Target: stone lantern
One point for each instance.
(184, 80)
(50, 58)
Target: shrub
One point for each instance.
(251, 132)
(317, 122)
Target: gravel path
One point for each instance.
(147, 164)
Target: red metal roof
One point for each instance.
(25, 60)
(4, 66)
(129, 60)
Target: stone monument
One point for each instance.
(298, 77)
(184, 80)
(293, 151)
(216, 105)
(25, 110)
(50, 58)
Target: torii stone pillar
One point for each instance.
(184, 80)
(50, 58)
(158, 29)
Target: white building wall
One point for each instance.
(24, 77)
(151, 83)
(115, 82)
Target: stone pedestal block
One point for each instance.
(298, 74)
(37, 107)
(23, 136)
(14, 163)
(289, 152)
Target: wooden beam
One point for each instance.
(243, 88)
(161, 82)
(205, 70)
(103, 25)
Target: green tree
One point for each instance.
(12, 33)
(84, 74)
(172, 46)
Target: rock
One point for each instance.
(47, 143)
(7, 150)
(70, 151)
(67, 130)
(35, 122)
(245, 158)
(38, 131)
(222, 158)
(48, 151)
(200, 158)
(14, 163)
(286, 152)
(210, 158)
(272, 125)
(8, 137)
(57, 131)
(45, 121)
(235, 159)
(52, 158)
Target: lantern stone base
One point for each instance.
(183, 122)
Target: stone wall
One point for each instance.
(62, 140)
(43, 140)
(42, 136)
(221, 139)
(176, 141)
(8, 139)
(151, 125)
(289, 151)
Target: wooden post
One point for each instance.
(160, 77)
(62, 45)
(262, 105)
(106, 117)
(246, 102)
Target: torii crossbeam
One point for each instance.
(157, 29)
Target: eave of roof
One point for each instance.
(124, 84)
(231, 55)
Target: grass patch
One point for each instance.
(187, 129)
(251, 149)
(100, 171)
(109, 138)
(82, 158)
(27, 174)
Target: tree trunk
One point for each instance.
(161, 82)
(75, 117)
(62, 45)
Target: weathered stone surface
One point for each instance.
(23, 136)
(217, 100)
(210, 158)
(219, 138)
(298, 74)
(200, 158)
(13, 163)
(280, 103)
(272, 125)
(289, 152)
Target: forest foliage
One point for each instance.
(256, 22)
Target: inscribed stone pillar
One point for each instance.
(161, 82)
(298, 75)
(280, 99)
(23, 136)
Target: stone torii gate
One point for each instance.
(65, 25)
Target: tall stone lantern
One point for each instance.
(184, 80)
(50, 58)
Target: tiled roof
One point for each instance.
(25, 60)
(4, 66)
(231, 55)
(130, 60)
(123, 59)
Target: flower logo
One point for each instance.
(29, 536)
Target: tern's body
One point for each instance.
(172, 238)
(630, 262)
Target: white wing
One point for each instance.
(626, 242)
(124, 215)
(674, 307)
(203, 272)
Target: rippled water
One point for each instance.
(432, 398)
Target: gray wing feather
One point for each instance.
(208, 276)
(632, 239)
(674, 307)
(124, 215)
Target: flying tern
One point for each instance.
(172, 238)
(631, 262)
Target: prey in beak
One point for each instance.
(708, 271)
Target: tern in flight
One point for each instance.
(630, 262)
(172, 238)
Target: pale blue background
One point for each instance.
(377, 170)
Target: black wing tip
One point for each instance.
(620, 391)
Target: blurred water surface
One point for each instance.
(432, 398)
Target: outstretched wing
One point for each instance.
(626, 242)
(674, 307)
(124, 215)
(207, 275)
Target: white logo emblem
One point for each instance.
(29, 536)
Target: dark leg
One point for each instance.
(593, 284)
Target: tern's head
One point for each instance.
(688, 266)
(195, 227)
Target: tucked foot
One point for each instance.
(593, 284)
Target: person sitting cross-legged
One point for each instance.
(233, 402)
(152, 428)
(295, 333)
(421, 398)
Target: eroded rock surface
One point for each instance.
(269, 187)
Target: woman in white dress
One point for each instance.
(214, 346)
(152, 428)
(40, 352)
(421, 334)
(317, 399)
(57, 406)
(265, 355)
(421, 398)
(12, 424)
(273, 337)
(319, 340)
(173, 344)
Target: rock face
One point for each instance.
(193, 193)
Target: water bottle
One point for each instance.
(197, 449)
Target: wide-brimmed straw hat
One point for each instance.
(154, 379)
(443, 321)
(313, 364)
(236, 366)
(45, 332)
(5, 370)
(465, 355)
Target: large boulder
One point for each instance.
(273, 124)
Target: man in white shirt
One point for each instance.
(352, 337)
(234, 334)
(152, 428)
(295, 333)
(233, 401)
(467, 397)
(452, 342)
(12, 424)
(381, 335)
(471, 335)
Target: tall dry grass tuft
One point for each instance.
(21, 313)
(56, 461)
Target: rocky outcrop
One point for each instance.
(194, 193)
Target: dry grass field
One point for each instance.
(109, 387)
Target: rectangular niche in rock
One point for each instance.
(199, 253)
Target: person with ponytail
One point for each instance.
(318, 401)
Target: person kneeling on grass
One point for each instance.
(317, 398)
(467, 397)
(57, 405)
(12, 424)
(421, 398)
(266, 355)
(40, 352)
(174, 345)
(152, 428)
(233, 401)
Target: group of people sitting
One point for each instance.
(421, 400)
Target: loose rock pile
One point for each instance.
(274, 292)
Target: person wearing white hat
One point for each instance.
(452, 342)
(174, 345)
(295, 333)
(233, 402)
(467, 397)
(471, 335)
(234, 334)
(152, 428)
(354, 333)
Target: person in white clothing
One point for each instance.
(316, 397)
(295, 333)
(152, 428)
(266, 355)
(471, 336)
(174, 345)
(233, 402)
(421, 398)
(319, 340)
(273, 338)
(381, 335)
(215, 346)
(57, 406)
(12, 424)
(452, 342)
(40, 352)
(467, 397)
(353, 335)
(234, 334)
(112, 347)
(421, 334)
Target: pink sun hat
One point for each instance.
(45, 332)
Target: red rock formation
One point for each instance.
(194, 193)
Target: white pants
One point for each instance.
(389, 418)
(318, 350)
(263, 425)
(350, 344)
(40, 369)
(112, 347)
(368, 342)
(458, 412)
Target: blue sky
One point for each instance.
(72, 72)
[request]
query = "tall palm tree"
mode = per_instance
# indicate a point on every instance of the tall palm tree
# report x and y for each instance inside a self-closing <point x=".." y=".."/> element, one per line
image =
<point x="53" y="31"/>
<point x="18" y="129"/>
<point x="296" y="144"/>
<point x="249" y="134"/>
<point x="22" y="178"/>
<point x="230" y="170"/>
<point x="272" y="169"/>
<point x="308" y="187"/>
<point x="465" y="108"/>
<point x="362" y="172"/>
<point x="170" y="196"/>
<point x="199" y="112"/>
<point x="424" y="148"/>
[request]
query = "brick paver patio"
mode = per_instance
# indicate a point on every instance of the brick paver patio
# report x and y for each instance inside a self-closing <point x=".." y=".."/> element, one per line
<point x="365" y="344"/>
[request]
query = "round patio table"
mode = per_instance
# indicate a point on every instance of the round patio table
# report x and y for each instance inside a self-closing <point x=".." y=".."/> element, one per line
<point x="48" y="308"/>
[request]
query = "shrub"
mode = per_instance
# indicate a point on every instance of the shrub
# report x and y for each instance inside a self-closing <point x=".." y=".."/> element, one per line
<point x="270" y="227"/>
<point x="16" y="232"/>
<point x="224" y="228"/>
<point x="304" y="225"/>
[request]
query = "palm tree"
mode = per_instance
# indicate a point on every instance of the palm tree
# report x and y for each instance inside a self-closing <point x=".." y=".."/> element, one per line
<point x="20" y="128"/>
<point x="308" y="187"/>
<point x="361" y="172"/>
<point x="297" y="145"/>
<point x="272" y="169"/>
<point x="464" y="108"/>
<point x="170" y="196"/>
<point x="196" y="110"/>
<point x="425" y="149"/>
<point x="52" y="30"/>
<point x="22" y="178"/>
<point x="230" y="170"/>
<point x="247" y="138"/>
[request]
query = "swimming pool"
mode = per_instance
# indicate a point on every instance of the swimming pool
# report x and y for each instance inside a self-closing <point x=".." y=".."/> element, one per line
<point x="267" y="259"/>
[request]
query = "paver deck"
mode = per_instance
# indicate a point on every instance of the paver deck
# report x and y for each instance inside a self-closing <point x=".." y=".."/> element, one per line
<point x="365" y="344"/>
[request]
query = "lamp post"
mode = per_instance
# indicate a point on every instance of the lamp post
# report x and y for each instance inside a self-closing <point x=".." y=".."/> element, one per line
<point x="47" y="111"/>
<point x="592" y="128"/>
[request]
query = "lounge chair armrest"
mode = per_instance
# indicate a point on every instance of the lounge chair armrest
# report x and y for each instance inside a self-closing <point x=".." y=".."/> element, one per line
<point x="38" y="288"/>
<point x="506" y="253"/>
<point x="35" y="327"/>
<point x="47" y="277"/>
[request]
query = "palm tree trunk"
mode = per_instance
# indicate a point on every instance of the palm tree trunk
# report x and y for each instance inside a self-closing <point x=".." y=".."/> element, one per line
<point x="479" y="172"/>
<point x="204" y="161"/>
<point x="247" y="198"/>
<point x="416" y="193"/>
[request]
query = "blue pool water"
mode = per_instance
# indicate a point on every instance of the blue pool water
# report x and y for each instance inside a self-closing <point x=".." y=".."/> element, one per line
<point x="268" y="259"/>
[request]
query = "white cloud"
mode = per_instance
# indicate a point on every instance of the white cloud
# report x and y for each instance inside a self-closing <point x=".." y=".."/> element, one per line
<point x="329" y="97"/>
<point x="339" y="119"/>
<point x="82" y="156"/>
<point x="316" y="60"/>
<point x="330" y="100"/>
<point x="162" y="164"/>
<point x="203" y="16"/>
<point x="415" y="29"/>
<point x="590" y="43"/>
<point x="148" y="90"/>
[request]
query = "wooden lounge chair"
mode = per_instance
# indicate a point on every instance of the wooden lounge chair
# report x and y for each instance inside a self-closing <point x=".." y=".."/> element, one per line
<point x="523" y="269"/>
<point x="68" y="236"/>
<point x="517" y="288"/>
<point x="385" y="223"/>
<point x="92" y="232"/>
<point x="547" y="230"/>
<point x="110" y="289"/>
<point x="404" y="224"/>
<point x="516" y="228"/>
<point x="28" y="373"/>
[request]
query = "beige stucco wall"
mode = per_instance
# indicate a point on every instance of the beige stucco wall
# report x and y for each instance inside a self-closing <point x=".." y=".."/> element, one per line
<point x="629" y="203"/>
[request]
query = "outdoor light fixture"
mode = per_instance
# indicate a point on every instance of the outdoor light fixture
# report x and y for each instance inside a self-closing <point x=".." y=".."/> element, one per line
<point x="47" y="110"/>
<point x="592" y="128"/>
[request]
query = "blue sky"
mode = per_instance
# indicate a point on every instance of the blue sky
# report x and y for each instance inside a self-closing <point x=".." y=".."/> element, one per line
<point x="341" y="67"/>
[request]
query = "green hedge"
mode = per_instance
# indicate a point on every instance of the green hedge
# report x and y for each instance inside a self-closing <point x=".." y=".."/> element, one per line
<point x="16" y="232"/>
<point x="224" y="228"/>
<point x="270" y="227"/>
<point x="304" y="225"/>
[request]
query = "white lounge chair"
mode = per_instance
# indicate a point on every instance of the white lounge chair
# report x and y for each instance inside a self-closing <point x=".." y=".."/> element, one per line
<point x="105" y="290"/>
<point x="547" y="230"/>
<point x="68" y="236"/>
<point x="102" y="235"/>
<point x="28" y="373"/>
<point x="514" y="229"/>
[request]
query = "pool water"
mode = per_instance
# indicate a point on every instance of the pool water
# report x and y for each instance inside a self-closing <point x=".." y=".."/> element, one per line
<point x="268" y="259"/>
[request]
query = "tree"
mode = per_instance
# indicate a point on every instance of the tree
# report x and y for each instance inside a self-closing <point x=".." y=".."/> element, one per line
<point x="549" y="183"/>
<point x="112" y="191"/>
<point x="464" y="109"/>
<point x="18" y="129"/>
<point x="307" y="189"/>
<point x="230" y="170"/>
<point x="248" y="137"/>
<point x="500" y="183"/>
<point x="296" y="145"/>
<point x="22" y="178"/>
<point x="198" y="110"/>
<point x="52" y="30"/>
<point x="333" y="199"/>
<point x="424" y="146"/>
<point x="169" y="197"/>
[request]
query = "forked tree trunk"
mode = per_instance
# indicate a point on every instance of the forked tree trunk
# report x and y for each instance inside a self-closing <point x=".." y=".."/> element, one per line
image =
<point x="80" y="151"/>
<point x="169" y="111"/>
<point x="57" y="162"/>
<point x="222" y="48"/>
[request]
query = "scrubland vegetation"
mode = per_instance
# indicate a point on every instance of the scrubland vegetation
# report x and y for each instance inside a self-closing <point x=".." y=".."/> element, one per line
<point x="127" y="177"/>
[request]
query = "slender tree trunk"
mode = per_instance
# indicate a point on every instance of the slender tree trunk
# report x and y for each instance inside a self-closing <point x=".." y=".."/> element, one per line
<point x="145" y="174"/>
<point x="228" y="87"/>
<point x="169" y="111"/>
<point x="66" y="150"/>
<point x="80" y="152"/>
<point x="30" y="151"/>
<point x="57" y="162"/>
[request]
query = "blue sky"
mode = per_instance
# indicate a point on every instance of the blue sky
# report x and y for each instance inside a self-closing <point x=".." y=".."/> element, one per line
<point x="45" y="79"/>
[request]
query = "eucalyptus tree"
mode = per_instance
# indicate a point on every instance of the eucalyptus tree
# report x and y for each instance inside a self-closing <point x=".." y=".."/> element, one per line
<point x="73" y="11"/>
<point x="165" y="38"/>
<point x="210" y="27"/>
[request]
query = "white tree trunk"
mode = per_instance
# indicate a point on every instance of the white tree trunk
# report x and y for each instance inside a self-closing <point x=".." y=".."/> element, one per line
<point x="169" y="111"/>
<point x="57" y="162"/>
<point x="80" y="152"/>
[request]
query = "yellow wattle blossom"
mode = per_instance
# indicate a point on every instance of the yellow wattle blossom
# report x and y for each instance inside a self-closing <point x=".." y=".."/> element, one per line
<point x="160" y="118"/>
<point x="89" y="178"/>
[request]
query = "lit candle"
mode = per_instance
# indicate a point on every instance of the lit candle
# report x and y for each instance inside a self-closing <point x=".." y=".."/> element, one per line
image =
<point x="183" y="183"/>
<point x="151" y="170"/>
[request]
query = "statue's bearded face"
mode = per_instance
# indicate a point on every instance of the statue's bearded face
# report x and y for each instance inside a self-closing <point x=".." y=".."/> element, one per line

◇ ◇ ◇ ◇

_WHAT IS REQUIRED_: Show each line in the entries that holds the string "brick".

_TASK RESPONSE_:
query = "brick paver patio"
# indicate a point on every instance of the brick paver patio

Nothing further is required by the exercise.